[Given task]
Reproduce the stretch of the passage on additional and refunding bonds from "Additional Bonds and Refunding Bonds Sample" through "to repayment terms.", changing "issuer" to "borrower" wherever it appears.
--- Text section ---
Additional Bonds and Refunding Bonds Sample Clauses

The "Additional Bonds and Refunding Bonds" clause defines the conditions under which an issuer may issue new bonds in addition to those already outstanding, as well as the process for issuing bonds to refinance or replace existing debt. Typically, this clause outlines requirements such as maintaining certain financial ratios, obtaining consent from existing bondholders, or ensuring that new bonds do not impair the security or rights of current bondholders. Its core practical function is to provide a clear framework for managing future borrowing and refinancing, thereby protecting the interests of both the issuer and the bondholders by preventing unregulated increases in debt or changes to repayment terms.
Additional Bonds and Refunding Bonds. (a) Additional Bonds may be sold and issued by UAMPS in accordance with the provisions of the Financing Documents at any time and from time to time for the purpose of financing the Cost of Acquisition and Construction. UAMPS may incur other obligations pursuant to the Financing Documents to achieve purposes deemed beneficial to the Project. (b) Any Additional Bonds shall be secured by the pledge made pursuant to the Financing Documents of the payments required to be made by the Participant under Section 27, as such payments may be increased and extended by reason of the issuance of Additional Bonds, and of other revenues of UAMPS attributable to the Project. Additional Bonds may be issued in amounts sufficient to pay the full amount of such costs and to provide such reserves as may be determined by UAMPS to be reasonably necessary. In the event that the Project Management Committee approves the issuance of Additional Bonds, it shall determine whether to make a capital contribution option available to the Participants and the procedures therefore. (c) In the event Debt Service Costs may be reduced by the refunding of any Bonds then outstanding or in the event it shall otherwise be advantageous, in the opinion of UAMPS, to refund any Bonds, UAMPS may issue and sell Refunding Bonds in accordance with the Financing Documents.
--- Recorded information ---
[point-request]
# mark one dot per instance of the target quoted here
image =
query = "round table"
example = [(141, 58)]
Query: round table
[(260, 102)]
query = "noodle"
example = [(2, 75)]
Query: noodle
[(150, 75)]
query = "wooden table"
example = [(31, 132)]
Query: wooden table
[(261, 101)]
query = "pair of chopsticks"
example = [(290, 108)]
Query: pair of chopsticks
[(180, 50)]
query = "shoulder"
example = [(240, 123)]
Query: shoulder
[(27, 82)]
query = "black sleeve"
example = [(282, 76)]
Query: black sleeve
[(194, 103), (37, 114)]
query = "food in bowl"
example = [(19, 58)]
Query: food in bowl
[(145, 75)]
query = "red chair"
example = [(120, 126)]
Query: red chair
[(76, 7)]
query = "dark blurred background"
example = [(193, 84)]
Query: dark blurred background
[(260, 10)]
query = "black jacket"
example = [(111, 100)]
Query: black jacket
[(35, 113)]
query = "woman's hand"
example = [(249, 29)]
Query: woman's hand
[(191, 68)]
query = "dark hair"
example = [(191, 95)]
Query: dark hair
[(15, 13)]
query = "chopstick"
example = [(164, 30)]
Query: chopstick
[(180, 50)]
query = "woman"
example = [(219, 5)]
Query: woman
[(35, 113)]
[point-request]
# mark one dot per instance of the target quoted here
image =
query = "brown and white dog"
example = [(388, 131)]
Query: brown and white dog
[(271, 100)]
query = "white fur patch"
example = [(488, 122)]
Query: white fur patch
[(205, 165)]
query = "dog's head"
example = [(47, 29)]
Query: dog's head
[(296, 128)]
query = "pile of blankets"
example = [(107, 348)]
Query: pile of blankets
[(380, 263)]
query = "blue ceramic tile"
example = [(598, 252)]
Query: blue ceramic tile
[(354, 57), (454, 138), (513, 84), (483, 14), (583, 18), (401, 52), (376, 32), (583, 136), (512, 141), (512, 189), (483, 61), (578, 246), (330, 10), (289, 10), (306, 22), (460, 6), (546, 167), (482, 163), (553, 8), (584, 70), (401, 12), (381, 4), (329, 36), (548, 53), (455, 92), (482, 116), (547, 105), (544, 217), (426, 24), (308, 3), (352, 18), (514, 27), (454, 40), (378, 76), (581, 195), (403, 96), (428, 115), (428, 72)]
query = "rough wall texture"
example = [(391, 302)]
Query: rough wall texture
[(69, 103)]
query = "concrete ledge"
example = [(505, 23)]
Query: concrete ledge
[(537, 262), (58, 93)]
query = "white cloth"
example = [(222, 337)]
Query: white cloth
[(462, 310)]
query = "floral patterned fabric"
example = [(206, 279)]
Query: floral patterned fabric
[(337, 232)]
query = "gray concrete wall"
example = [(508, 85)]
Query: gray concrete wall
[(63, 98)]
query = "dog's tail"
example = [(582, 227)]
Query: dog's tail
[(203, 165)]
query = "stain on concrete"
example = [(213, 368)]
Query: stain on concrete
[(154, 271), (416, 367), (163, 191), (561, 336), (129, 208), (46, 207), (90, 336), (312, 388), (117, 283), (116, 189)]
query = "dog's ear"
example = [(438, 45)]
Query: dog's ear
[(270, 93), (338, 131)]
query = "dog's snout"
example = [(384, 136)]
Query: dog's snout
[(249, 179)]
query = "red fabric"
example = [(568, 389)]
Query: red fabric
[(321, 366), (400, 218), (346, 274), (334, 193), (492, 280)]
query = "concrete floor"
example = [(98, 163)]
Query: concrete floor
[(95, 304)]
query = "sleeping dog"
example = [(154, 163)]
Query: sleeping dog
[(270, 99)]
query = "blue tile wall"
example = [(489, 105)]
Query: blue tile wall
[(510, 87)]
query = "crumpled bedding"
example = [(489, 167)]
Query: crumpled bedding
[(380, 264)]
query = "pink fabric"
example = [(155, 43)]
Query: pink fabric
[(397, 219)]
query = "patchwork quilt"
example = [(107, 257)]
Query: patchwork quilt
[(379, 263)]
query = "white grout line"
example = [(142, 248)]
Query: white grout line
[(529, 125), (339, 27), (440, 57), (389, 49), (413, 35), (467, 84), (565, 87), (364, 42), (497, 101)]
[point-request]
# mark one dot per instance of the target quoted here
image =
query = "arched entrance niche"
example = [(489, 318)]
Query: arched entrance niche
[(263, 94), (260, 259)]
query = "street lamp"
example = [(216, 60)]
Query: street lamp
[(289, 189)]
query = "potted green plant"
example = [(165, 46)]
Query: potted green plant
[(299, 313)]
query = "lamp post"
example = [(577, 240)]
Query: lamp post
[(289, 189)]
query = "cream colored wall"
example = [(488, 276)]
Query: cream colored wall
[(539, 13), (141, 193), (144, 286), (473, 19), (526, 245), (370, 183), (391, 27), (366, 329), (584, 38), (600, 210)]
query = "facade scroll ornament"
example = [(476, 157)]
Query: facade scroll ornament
---
[The completed task]
Additional Bonds and Refunding Bonds Sample Clauses

The "Additional Bonds and Refunding Bonds" clause defines the conditions under which an borrower may issue new bonds in addition to those already outstanding, as well as the process for issuing bonds to refinance or replace existing debt. Typically, this clause outlines requirements such as maintaining certain financial ratios, obtaining consent from existing bondholders, or ensuring that new bonds do not impair the security or rights of current bondholders. Its core practical function is to provide a clear framework for managing future borrowing and refinancing, thereby protecting the interests of both the borrower and the bondholders by preventing unregulated increases in debt or changes to repayment terms.